• ЗАДАНИЯ:
(a) Каким прозвищем муж теперь ласково называет свою жену во фрагменте текста?
(b) Продолжите фрагмент текста о замечании посторонних мужчин и тоске молодой женщины, начиная сразу после его последнего предложения.

• ФРАГМЕНТ ТЕКСТА:
----

Она вроде как заново знакомилась с собой.
Пришлось признать: папаша не солгал ребенку.
Что с того, что сама она считала себя просто крупной? Это всего лишь смягчающий сложившееся положение вещей синоним.
А тут она услышала беспощадную правду.
Люди у нас не особо деликатничают. Манеры у нас хорошие разучились прививать.
Обидно слышать такие вещи.
Тем не менее — глаза Маргариты открылись. И только после этой фразы принялась она за себя всерьез, сбросила лишний вес, нашла хороший комплекс упражнений.
Теперь ни один хамоватый папаша не скажет о ней «толстенькая». Она вполне стройная и интересная дама.
Так что: спасибо за правду, незнакомый хам!
Вот еще небольшой пример того, как мужчина открыл глаза собственной жене на состояние ее фигуры.
Он, любящий и добрый, просто-напросто в порыве нежности, обняв жену, назвал ее «толстопопик».
Возможно, он хотел сказать приятное.
Не знаю, что и думать.
Жене, однако, это нежное прозвище не понравилось.
Она пошла консультироваться: действительно ли она этот самый... фу... толстопопик.
Или муж у нее совсем... того.
По всем показателям было видно, что правда на стороне мужа.
Заметьте: он не призывал ее меняться. Его все вполне устраивало.
Но жену это не устраивало абсолютно.
Обижаться на мужа было бы совсем глупо.
И на себя — тоже.
Не нравится прозвище? Не злись.
Делай выбор: оставить все как есть или — уменьшить объем этой самой попы с помощью упражнений, подвижного образа жизни и изменения пищевого поведения.
Она, конечно, выбрала второе.
Теперь муж так же ласково называет ее «худышка».
Его отношение к ней как было, так и осталось любовным.
Изменилось ее отношение к самой себе.
А это очень много значит!
Я уже рассказывала, как узнала горькую правду о себе одна очень милая дама. И тоже, заметим, из уст совершенно постороннего мужчины. Их глаза как-то особенно устроены. Они безжалостно определяют состояние наших фигур лучше любых весов.
Приведу снова этот рассказ как иллюстрацию мужской зоркости и нашей слепоты по отношению к самим себе.
Моя хорошая знакомая, образованная и благополучная молодая женщина тридцати четырех лет, начала неосознанно тосковать. Все у нее было замечательно: положительный муж, трое любимых детей, увлекательная работа в области политической психологии. Ей некогда было скучать, ее время принадлежало чадам, домочадцам, научным изысканиям, сослуживцам, кухне, квартире, даче и прочему.
Но чего-то недоставало. Раздражение какое-то копилось. Она себя чувствовала должником, не успевающим раздавать долги и вновь берущим в долг. К тому же муж как-то изменился, перестал обращать внимание. Раньше шутили, смеялись вместе. Было чувство общности, одним словом. А тут какое-то равнодушие. Нет, до измены не дошло. Она бы угадала, почувствовала. Но до п е р е м е н ы, которая пугала и настораживала, докатилось. При этом все было хорошо и грех желать лучшего. И — самое главное: дети замечательные подрастали.

----

• ЗАПИСИ ДАННЫХ:
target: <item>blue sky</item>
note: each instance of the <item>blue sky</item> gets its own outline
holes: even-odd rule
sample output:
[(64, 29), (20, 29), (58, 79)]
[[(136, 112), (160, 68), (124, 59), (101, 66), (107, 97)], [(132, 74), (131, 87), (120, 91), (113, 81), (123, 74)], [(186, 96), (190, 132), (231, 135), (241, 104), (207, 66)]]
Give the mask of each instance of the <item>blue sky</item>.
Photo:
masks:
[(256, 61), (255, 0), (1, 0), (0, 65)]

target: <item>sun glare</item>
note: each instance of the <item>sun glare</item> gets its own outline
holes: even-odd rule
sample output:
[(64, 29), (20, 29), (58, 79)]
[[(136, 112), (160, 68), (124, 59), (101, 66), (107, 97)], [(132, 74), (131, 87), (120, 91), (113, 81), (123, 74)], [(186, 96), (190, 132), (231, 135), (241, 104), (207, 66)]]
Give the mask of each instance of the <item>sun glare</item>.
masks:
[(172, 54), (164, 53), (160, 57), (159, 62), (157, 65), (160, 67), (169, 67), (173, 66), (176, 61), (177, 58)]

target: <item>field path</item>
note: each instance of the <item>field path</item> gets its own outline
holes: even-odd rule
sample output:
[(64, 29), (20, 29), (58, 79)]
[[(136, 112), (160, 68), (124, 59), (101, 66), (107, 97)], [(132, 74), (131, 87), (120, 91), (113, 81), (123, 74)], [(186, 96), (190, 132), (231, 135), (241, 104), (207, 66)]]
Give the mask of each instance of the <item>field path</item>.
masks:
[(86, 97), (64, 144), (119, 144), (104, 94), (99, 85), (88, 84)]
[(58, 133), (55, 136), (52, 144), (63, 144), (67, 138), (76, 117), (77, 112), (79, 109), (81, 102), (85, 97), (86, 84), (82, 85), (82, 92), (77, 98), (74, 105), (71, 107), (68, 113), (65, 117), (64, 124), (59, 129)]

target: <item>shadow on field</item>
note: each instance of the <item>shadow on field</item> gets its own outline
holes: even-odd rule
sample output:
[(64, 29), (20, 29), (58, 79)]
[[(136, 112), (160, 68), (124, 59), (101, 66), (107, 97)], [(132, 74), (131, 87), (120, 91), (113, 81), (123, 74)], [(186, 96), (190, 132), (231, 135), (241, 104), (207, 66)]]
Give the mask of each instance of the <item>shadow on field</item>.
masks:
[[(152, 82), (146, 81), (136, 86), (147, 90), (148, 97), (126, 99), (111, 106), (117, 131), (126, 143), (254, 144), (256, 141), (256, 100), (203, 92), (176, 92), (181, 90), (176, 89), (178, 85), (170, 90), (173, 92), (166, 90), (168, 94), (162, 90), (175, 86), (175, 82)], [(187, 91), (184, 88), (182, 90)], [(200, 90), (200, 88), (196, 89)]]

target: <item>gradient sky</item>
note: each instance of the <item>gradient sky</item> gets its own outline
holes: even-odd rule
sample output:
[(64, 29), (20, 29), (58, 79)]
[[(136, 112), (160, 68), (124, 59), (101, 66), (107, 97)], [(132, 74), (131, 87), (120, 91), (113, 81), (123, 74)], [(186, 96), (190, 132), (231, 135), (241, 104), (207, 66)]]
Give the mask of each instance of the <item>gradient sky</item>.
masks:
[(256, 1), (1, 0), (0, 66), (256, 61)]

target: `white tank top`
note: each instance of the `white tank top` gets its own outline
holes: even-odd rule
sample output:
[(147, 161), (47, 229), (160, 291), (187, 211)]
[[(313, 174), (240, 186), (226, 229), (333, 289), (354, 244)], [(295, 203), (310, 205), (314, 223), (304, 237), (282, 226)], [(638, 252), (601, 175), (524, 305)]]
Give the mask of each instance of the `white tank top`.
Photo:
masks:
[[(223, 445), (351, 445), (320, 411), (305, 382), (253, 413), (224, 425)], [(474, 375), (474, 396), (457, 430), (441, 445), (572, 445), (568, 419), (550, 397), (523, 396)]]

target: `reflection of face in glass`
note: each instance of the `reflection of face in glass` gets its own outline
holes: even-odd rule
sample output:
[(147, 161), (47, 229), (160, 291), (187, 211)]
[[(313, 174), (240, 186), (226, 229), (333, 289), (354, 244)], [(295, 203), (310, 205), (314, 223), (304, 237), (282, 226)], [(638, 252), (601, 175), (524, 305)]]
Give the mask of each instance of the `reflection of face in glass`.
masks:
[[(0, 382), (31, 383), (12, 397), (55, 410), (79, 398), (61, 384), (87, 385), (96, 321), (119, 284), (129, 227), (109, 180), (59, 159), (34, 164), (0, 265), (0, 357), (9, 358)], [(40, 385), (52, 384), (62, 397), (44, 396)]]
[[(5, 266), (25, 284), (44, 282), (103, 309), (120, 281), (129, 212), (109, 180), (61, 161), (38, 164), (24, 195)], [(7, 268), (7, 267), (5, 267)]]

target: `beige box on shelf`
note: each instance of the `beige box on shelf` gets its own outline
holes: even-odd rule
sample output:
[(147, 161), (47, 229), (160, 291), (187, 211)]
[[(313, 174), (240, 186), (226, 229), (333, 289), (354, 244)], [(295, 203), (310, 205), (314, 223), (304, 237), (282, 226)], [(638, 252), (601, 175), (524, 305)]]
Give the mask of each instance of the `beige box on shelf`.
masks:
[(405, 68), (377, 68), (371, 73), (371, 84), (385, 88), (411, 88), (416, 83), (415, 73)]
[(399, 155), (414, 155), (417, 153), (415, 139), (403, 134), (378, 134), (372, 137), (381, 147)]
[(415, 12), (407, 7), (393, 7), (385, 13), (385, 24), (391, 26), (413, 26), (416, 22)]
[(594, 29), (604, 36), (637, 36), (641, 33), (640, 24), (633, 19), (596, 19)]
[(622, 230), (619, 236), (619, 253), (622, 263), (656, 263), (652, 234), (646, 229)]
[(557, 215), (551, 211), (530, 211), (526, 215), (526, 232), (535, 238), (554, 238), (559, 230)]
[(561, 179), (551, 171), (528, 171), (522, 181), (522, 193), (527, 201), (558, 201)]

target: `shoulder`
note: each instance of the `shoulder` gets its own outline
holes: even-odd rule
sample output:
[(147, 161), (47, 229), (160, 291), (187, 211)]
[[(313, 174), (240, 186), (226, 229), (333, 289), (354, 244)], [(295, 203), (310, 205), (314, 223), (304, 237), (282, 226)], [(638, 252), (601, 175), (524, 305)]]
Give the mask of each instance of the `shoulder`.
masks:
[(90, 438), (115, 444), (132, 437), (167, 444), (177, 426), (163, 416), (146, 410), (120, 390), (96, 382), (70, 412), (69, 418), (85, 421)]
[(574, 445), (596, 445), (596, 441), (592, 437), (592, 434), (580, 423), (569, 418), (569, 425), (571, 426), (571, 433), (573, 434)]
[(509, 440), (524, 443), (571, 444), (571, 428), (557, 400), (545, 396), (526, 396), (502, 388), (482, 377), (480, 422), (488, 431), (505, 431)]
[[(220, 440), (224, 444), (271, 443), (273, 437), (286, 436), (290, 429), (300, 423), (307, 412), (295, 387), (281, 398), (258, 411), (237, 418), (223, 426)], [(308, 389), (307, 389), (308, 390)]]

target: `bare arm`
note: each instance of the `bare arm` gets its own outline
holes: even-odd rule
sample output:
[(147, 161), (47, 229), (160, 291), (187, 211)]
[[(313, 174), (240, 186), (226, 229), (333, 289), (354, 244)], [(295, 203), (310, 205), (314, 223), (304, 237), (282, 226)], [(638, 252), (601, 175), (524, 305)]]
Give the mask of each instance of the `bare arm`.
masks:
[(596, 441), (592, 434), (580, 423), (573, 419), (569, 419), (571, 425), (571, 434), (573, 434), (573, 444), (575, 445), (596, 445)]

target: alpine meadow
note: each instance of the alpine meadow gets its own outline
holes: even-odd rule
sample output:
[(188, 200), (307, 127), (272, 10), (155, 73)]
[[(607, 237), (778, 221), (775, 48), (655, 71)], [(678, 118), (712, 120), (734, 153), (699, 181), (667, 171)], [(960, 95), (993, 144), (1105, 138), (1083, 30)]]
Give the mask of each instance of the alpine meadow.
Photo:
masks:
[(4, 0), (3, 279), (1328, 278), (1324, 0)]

----

• ОТВЕТЫ ПО ЗАДАНИЯМ:
(a) Теперь муж ласково называет её «худышка».

(b)
И вот однажды пошла она со старшей, одиннадцатилетней дочкой на рынок, чтобы купить свежей зелени к весеннему салату. Настроение было замечательное: долгожданное солнышко светило и обещало длинные дни, новые листочки на деревьях и много всего хорошего. Чтобы пройти к продуктовым рядам, им надо было миновать палатки с одеждой, обувью, бытовой химией и бельем. Вот из глубин последней и раздался трубный глас, впоследствии заставивший нашу героиню пойти по пути кардинальных перемен.
— Женщина! Женщина!!! Подходите!!! Трусы для вас!!!!! — настойчиво зазывал кого-то скучающий продавец, размахивая при этом чем-то белым, по размеру напоминающим средних размеров флаг.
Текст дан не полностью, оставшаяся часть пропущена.